Brano:
========================================================================
Le macerie politiche e istituzionali dell’ideologia della rottamazione
Renzismo L’attacco a un’istituzione di riserva come la Banca d’Italia è un misto di insipienza (Renzi in tv non seppe dire chi fosse Donato Menichella) e di populismo straccione
Renzismo L’attacco a un’istituzione di riserva come la Banca d’Italia è un misto di insipienza (Renzi in tv non seppe dire chi fosse Donato Menichella) e di populismo straccione
Dopo le dure parole di denuncia del presidente del senato, forse è maturo un giudizio storico-politico sul Pd. La prima considerazione è che si tratta di una organizzazione fortemente ideologica. Non nel senso che il Pd sia dotato di una generale concezione del mondo che interpreta la realtà con codici selettivi e mobilita i soggetti per imprese collettive.
Ma nel senso pregnante che il Nazareno coltiva l’ideologia del comando di una persona che non concepisce altro legame che il servizio prestato alle sue ambizioni di potere.
Senza alcun preconcetto moralistico, questo disegno spinge a piegare le strutture del partito e le dinamiche istituzionali alle esigenze di un potere concentrato nella persona. Il compimento dell’ideologia della rottamazione.
Essa disvela la prevedibile conversione del Pd da partito che ospita plurali sensibilità, connesse tra loro per il richiamo ai valori del riformismo costituzionale, in un soggetto esangue a disposizione del capo.
Dopo la scalata renziana al vertice del partito e del governo, non ci sono dubbi che la salute delle istituzioni repubblicane è manifestamente deteriorata.
L’attacco alla tradizionale impermeabilità di una istituzione politica di riserva come la Banca d’Italia è un misto di insipienza (del resto, quando Renzi comparve nelle primarie a sfidare Bersani in Tv non seppe rispondere a una domanda su chi fosse Menichella!), di populismo straccione (incamerare qualche voto confidando sul risentimento dei risparmiatori), di irresponsabilità (disprezzo di ogni senso dello Stato). Quando, per piccoli obiettivi di consenso, non si risparmiano nella contesa delicati equilibri formali, che vengono travolti senza remore, il degrado della funzione politica è a livelli di guardia.
========================================================================
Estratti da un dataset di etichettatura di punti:

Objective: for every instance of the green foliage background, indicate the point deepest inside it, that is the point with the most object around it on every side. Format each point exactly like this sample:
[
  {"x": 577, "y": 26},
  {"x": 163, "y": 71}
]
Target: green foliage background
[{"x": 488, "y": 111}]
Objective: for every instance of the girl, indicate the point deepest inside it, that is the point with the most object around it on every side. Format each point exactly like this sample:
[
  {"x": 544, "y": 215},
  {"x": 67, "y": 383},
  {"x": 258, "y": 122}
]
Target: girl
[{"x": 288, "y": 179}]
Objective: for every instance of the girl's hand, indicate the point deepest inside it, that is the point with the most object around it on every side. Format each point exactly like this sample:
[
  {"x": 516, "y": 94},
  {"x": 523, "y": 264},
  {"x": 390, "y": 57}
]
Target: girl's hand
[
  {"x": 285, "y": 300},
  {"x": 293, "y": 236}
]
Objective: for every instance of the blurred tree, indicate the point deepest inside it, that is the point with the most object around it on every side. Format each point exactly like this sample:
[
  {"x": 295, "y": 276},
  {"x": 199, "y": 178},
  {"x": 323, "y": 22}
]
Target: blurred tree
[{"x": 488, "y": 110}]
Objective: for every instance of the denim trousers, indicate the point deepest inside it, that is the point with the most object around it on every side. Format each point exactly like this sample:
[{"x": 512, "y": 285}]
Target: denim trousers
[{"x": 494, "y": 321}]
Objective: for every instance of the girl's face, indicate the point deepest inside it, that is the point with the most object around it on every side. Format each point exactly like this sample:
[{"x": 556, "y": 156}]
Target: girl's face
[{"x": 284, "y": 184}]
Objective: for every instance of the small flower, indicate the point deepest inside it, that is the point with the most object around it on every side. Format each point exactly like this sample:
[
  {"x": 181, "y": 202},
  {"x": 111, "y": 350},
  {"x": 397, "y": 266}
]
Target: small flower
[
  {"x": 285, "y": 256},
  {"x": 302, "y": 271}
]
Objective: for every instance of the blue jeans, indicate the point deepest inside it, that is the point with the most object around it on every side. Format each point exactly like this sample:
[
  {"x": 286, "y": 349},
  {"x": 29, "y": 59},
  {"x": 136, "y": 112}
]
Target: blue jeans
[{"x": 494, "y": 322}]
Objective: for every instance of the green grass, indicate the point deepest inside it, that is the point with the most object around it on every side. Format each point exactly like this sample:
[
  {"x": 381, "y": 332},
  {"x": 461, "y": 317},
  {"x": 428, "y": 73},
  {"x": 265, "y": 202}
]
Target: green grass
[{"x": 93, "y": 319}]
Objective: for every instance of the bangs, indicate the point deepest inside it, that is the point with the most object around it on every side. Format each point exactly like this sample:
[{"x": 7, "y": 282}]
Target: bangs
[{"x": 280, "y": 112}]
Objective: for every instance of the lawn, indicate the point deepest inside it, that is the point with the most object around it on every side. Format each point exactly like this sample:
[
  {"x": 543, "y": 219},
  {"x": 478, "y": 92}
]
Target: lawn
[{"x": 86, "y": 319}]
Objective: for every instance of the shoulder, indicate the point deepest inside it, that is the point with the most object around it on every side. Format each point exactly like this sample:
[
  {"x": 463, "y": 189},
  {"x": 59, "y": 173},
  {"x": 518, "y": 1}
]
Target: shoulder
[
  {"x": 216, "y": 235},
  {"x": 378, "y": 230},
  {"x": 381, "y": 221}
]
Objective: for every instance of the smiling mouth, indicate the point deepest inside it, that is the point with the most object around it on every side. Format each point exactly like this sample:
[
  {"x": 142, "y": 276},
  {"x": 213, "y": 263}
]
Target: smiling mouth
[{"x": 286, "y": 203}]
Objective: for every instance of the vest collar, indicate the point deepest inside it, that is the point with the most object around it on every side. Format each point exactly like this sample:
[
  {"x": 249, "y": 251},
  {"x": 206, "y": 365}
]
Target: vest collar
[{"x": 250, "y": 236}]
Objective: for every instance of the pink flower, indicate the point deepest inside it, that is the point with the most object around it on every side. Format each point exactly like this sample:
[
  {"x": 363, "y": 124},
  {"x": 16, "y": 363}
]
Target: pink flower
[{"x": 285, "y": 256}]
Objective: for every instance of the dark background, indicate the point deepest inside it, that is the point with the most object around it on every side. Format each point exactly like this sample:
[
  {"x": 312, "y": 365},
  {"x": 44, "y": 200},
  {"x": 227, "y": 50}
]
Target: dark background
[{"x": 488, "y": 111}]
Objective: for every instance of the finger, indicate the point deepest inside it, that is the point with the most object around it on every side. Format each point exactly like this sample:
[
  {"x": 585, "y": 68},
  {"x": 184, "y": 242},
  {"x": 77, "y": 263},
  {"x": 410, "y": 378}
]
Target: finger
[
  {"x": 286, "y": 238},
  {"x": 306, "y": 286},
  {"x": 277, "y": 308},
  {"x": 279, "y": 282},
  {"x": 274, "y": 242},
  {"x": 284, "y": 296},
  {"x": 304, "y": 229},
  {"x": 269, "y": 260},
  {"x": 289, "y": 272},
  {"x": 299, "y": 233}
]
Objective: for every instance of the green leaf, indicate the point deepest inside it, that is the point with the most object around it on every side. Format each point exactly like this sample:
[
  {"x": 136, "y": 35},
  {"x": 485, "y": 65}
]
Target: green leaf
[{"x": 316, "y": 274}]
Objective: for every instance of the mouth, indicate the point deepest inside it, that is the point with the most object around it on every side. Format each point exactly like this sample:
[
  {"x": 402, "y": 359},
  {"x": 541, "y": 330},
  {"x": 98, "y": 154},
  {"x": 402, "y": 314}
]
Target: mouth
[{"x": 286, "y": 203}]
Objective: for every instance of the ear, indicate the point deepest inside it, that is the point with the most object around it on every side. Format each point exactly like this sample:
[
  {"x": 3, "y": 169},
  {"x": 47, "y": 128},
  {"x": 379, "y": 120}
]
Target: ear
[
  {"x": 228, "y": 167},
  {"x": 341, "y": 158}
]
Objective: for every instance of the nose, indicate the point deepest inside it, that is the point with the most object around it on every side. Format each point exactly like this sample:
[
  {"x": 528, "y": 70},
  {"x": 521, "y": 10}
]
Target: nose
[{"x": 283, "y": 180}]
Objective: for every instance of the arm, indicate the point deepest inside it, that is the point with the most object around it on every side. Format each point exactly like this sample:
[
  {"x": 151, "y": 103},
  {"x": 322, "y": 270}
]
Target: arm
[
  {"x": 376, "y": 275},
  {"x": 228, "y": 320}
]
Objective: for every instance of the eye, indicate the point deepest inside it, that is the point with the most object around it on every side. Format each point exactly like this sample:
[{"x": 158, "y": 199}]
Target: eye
========================================================================
Compito assegnato 1:
Trascrivi alla lettera la parte del brano compresa tra "Senza alcun preconcetto" e "è manifestamente deteriorata.", estremi inclusi.
Compito assegnato 2:
Rispondi alle seguenti domande sul brano.
(a) Di chi sono le dure parole di denuncia citate all'inizio?
(b) Chi sfidava Renzi nelle primarie quando in tv non seppe dire chi fosse Menichella?
(c) Secondo il brano, in che cosa consiste l'irresponsabilità dell'attacco alla Banca d'Italia?

Risposta attesa 1:
Senza alcun preconcetto moralistico, questo disegno spinge a piegare le strutture del partito e le dinamiche istituzionali alle esigenze di un potere concentrato nella persona. Il compimento dell’ideologia della rottamazione.
Essa disvela la prevedibile conversione del Pd da partito che ospita plurali sensibilità, connesse tra loro per il richiamo ai valori del riformismo costituzionale, in un soggetto esangue a disposizione del capo.
Dopo la scalata renziana al vertice del partito e del governo, non ci sono dubbi che la salute delle istituzioni repubblicane è manifestamente deteriorata.

Risposta attesa 2:
(a) Del presidente del senato.
(b) Bersani.
(c) Nel disprezzo di ogni senso dello Stato.